> [Brief]
Nothing but the lines from the line with "Each instance receives a single keypoint. Tag the forest" through the end of the data is to be copied, and each is to be copied exactly.

--- Data for the task ---

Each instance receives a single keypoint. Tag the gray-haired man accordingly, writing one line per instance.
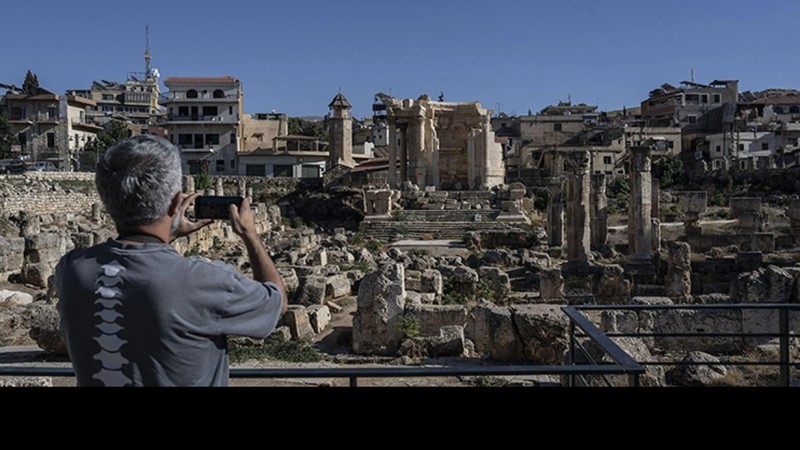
(133, 310)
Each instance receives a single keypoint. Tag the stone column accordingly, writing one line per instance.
(793, 212)
(418, 135)
(640, 226)
(391, 168)
(97, 208)
(655, 193)
(679, 271)
(692, 204)
(599, 212)
(578, 213)
(488, 143)
(472, 142)
(555, 213)
(403, 150)
(188, 184)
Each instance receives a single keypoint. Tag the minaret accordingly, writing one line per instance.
(340, 133)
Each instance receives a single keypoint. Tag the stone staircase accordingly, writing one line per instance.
(430, 224)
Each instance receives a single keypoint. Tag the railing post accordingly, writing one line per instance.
(784, 345)
(571, 377)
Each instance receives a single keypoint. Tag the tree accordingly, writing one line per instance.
(31, 84)
(7, 137)
(113, 133)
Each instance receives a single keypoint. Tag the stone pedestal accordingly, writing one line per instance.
(599, 212)
(748, 211)
(555, 214)
(693, 204)
(578, 214)
(793, 212)
(640, 226)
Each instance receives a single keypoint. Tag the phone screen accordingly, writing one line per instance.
(212, 207)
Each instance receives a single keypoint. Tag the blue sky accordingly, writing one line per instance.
(294, 55)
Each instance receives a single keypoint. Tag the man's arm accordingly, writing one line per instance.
(244, 225)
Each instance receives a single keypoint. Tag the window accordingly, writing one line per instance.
(255, 170)
(309, 171)
(282, 171)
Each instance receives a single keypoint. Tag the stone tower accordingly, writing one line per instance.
(340, 133)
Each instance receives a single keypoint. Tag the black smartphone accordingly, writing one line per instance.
(213, 207)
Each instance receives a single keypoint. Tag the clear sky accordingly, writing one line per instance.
(294, 55)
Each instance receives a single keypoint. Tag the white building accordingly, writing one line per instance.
(204, 120)
(746, 149)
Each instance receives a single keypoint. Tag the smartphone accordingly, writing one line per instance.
(213, 207)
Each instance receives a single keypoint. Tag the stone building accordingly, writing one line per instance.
(694, 107)
(446, 145)
(50, 127)
(340, 132)
(204, 119)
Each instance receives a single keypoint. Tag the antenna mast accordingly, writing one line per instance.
(147, 69)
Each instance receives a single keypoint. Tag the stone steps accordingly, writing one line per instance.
(448, 215)
(392, 230)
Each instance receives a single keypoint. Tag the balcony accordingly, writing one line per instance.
(85, 124)
(199, 118)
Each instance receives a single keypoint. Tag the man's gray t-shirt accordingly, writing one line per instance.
(144, 315)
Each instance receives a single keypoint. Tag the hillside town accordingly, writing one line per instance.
(656, 245)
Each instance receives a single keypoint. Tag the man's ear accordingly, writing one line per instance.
(176, 203)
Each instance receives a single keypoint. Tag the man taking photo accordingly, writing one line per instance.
(134, 312)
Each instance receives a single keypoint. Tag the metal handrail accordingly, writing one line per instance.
(784, 333)
(362, 372)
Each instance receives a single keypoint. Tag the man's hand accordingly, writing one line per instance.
(243, 221)
(185, 226)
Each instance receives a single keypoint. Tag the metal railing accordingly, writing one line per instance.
(624, 365)
(784, 334)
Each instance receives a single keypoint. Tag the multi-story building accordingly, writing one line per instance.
(50, 127)
(204, 119)
(136, 100)
(694, 107)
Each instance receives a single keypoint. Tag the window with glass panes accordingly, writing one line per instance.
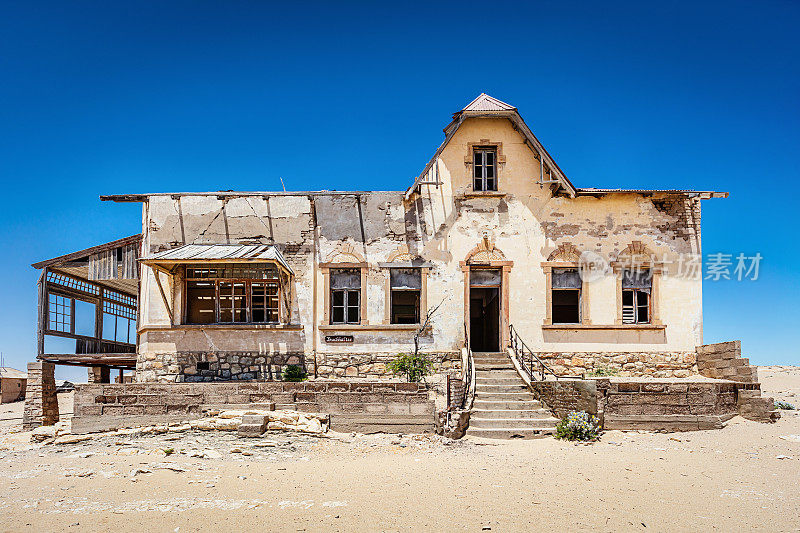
(345, 296)
(566, 296)
(233, 294)
(484, 173)
(406, 287)
(636, 289)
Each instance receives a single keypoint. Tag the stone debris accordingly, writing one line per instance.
(248, 423)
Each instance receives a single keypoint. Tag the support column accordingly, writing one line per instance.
(99, 374)
(41, 403)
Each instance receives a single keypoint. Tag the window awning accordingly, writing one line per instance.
(218, 253)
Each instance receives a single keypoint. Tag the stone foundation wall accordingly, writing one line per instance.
(373, 365)
(101, 407)
(567, 395)
(41, 402)
(627, 364)
(247, 366)
(666, 405)
(221, 366)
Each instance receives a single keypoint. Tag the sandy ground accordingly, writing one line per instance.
(745, 476)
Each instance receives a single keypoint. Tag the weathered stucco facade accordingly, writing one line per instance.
(535, 221)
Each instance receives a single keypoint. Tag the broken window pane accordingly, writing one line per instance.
(485, 277)
(405, 278)
(59, 313)
(85, 318)
(485, 169)
(566, 278)
(346, 278)
(635, 306)
(200, 297)
(405, 306)
(345, 306)
(636, 278)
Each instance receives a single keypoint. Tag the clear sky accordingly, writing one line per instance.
(115, 97)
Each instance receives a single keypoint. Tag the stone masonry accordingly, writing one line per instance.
(634, 364)
(41, 403)
(370, 405)
(724, 361)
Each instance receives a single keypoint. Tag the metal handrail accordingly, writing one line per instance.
(520, 348)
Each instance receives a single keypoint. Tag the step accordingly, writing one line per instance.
(510, 433)
(520, 396)
(500, 373)
(501, 387)
(505, 405)
(494, 366)
(535, 412)
(509, 423)
(490, 378)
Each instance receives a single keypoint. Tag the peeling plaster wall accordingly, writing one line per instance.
(441, 225)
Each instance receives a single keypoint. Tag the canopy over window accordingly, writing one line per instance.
(220, 253)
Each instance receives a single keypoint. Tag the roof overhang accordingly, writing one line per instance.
(703, 195)
(189, 254)
(85, 253)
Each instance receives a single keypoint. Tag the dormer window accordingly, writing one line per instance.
(484, 171)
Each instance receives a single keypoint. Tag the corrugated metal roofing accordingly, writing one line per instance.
(8, 372)
(484, 102)
(218, 252)
(594, 190)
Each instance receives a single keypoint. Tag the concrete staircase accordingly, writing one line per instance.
(504, 408)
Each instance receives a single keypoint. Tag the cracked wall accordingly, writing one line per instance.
(440, 226)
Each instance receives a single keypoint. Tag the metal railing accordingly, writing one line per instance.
(528, 361)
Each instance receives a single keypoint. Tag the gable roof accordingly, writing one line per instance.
(485, 106)
(13, 373)
(484, 102)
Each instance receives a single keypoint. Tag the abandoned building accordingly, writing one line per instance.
(12, 384)
(491, 244)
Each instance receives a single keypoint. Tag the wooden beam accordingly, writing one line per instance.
(157, 275)
(89, 251)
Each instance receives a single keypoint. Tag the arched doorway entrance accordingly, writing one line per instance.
(486, 297)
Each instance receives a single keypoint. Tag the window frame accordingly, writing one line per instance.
(483, 179)
(636, 292)
(248, 299)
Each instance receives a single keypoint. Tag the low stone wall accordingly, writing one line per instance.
(41, 402)
(373, 365)
(669, 405)
(362, 406)
(724, 361)
(247, 366)
(629, 364)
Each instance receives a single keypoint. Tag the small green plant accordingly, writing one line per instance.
(603, 371)
(294, 373)
(414, 366)
(578, 425)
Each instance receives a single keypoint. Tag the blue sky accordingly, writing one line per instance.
(114, 97)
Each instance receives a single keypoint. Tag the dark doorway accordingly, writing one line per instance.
(484, 319)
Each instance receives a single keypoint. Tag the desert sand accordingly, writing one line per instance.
(743, 477)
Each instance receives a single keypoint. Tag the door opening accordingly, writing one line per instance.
(484, 319)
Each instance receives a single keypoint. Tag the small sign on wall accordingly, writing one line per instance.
(338, 338)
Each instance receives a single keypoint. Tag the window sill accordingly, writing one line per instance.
(635, 327)
(289, 327)
(487, 194)
(369, 327)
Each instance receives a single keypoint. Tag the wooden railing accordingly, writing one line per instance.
(528, 361)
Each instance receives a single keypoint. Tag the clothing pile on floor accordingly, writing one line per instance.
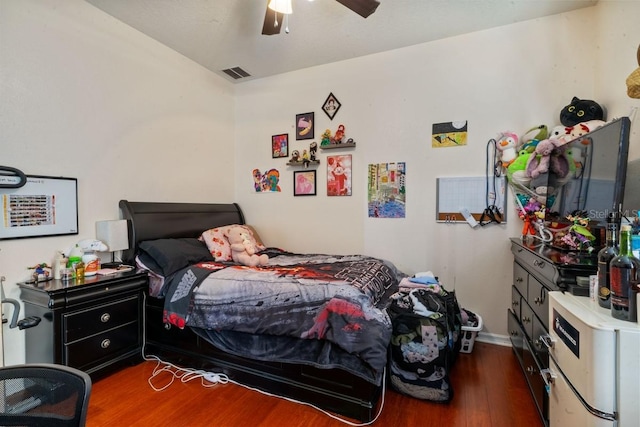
(427, 322)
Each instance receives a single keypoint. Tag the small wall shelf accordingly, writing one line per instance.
(332, 146)
(311, 162)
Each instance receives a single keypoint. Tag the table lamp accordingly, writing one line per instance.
(114, 234)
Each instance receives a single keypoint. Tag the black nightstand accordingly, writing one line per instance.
(95, 326)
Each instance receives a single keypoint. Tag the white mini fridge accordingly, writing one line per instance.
(594, 365)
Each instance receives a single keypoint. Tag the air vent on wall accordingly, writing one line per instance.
(236, 73)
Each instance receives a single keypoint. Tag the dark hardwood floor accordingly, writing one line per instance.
(489, 390)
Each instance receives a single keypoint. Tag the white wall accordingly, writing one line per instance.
(86, 96)
(508, 78)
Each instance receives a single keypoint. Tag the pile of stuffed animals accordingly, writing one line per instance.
(528, 160)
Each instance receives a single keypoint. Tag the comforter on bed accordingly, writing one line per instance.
(338, 299)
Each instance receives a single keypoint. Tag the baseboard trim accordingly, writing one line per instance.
(493, 339)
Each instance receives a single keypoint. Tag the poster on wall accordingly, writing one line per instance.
(304, 183)
(387, 193)
(44, 206)
(339, 175)
(280, 145)
(449, 134)
(268, 182)
(304, 126)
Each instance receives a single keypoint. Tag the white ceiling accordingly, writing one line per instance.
(220, 34)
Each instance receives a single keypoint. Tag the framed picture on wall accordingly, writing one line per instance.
(304, 183)
(280, 145)
(304, 126)
(43, 206)
(331, 106)
(339, 175)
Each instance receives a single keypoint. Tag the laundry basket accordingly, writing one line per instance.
(469, 334)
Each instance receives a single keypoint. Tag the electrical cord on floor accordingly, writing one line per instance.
(211, 379)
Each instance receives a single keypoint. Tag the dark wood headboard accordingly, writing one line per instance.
(159, 220)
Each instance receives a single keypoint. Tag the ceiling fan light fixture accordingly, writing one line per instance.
(281, 6)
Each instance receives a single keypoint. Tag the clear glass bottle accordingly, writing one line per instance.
(624, 269)
(605, 256)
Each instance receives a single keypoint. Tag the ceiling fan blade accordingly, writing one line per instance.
(363, 8)
(268, 26)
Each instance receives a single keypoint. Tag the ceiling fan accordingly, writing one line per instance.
(275, 13)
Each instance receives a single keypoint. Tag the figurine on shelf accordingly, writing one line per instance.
(313, 148)
(295, 156)
(326, 138)
(305, 158)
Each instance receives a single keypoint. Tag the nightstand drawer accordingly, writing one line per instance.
(80, 324)
(104, 346)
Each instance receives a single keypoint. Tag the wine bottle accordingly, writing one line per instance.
(605, 256)
(624, 269)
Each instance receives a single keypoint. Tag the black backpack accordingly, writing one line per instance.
(425, 343)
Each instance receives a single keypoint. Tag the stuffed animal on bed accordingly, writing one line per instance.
(243, 251)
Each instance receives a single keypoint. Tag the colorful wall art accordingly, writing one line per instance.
(339, 175)
(387, 192)
(266, 182)
(449, 134)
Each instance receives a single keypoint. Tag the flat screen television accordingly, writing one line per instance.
(597, 186)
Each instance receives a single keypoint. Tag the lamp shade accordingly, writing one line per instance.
(114, 234)
(281, 6)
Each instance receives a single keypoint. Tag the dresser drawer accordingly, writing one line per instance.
(102, 347)
(516, 302)
(520, 279)
(526, 319)
(538, 298)
(82, 323)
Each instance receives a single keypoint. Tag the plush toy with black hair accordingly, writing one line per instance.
(580, 110)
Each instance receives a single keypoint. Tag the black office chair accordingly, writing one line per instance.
(43, 395)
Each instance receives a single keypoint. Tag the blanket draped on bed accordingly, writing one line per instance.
(334, 298)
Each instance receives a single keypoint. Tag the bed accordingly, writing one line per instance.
(347, 379)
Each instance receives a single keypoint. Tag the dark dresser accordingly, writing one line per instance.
(538, 269)
(95, 326)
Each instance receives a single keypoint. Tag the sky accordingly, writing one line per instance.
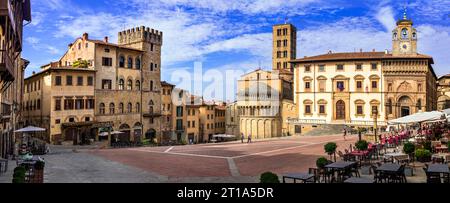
(236, 34)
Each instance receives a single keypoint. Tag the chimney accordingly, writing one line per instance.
(85, 36)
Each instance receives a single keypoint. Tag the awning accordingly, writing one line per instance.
(30, 129)
(419, 118)
(224, 136)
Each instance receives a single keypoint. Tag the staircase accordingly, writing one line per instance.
(329, 129)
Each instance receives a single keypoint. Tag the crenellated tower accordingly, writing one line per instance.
(150, 42)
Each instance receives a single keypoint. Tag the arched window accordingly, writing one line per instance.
(138, 63)
(102, 109)
(121, 108)
(121, 84)
(138, 107)
(130, 85)
(122, 61)
(138, 85)
(130, 63)
(404, 33)
(112, 108)
(151, 104)
(129, 108)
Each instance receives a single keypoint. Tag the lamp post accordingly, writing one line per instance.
(375, 116)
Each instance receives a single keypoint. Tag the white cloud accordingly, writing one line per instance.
(386, 17)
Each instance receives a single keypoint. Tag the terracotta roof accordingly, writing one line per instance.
(67, 68)
(164, 83)
(355, 56)
(112, 44)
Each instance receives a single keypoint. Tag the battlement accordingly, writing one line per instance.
(140, 34)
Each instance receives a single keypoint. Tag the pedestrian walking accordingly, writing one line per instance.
(345, 134)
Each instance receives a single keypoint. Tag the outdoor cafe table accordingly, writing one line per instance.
(3, 165)
(340, 166)
(298, 176)
(389, 167)
(438, 168)
(359, 180)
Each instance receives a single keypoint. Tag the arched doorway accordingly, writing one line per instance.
(150, 134)
(125, 136)
(340, 110)
(404, 106)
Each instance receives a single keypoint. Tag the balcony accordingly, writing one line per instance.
(5, 110)
(152, 115)
(6, 66)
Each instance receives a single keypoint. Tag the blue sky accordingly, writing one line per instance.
(227, 34)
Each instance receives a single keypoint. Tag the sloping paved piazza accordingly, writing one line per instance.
(225, 162)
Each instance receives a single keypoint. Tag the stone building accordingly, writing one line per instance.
(232, 119)
(264, 103)
(265, 98)
(346, 88)
(61, 99)
(127, 86)
(12, 67)
(167, 110)
(443, 92)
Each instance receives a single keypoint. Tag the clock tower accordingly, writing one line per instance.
(404, 38)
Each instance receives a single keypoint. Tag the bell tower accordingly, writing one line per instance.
(404, 38)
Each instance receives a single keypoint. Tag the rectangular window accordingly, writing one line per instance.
(90, 103)
(80, 81)
(79, 104)
(90, 81)
(358, 66)
(69, 80)
(106, 84)
(179, 111)
(374, 66)
(179, 124)
(308, 85)
(57, 81)
(322, 86)
(307, 68)
(374, 84)
(321, 68)
(358, 84)
(57, 104)
(340, 85)
(322, 109)
(68, 104)
(106, 61)
(359, 110)
(308, 109)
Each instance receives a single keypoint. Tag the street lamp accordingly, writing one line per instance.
(375, 116)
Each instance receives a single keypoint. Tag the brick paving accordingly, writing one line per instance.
(231, 162)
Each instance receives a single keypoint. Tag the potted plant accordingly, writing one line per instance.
(269, 177)
(321, 162)
(362, 145)
(330, 149)
(423, 155)
(19, 175)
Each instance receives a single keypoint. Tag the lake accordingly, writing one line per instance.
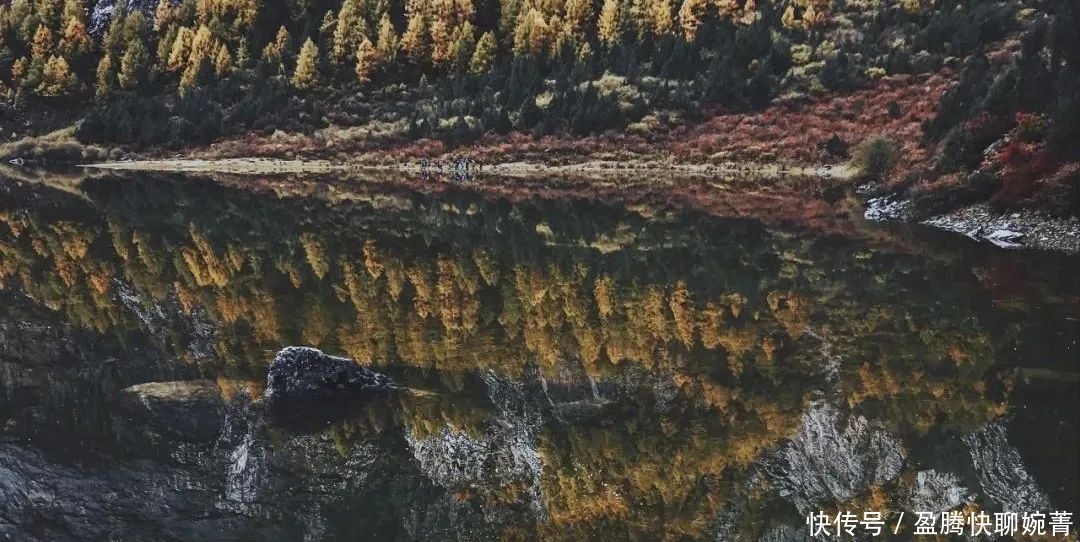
(601, 364)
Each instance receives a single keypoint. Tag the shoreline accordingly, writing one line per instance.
(1023, 229)
(594, 170)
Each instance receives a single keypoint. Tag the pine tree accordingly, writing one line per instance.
(132, 65)
(223, 61)
(531, 35)
(106, 80)
(414, 42)
(163, 14)
(387, 44)
(75, 41)
(579, 15)
(274, 52)
(181, 48)
(462, 50)
(165, 48)
(609, 24)
(42, 43)
(662, 19)
(348, 31)
(18, 69)
(242, 54)
(56, 78)
(484, 55)
(691, 15)
(367, 61)
(306, 72)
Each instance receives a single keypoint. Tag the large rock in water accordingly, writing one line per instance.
(307, 373)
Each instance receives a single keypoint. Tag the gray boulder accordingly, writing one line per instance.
(307, 373)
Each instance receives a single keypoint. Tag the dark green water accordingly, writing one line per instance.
(583, 370)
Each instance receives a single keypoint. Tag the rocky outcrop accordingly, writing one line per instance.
(935, 491)
(188, 410)
(1001, 472)
(833, 458)
(306, 373)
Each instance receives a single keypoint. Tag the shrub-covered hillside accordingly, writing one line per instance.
(190, 71)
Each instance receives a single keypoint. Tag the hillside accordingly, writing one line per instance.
(975, 100)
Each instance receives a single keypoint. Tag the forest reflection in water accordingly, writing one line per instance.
(582, 369)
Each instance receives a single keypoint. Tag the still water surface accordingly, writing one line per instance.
(581, 369)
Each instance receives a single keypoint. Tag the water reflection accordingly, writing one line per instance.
(581, 369)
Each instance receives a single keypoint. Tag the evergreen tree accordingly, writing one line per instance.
(462, 50)
(105, 82)
(387, 44)
(484, 55)
(306, 72)
(75, 41)
(132, 65)
(609, 24)
(367, 59)
(56, 78)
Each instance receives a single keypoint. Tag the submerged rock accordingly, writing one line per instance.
(307, 373)
(188, 410)
(935, 491)
(833, 458)
(886, 208)
(1001, 471)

---

> [Solution to the exercise]
Each instance receives a single keypoint. Tag the forest reflection in water accordingly, writing one line per instance.
(582, 369)
Each instance receives a single keypoint. Tag the still water surface accordingly, writing one line per instance.
(581, 369)
Each instance receives a single keypoint. Tag the water reflection accordingly, writing one line per instance.
(581, 369)
Each instance receives a single keypoint. Tag the evergreen tree accordingly, writing one line per instance.
(462, 50)
(105, 82)
(387, 44)
(484, 55)
(306, 72)
(75, 41)
(132, 65)
(609, 24)
(367, 59)
(56, 78)
Each instance receives a single keypoint. Tag the submerged rock accordingly, writing one line per instance.
(307, 373)
(188, 410)
(935, 491)
(833, 458)
(886, 208)
(1001, 471)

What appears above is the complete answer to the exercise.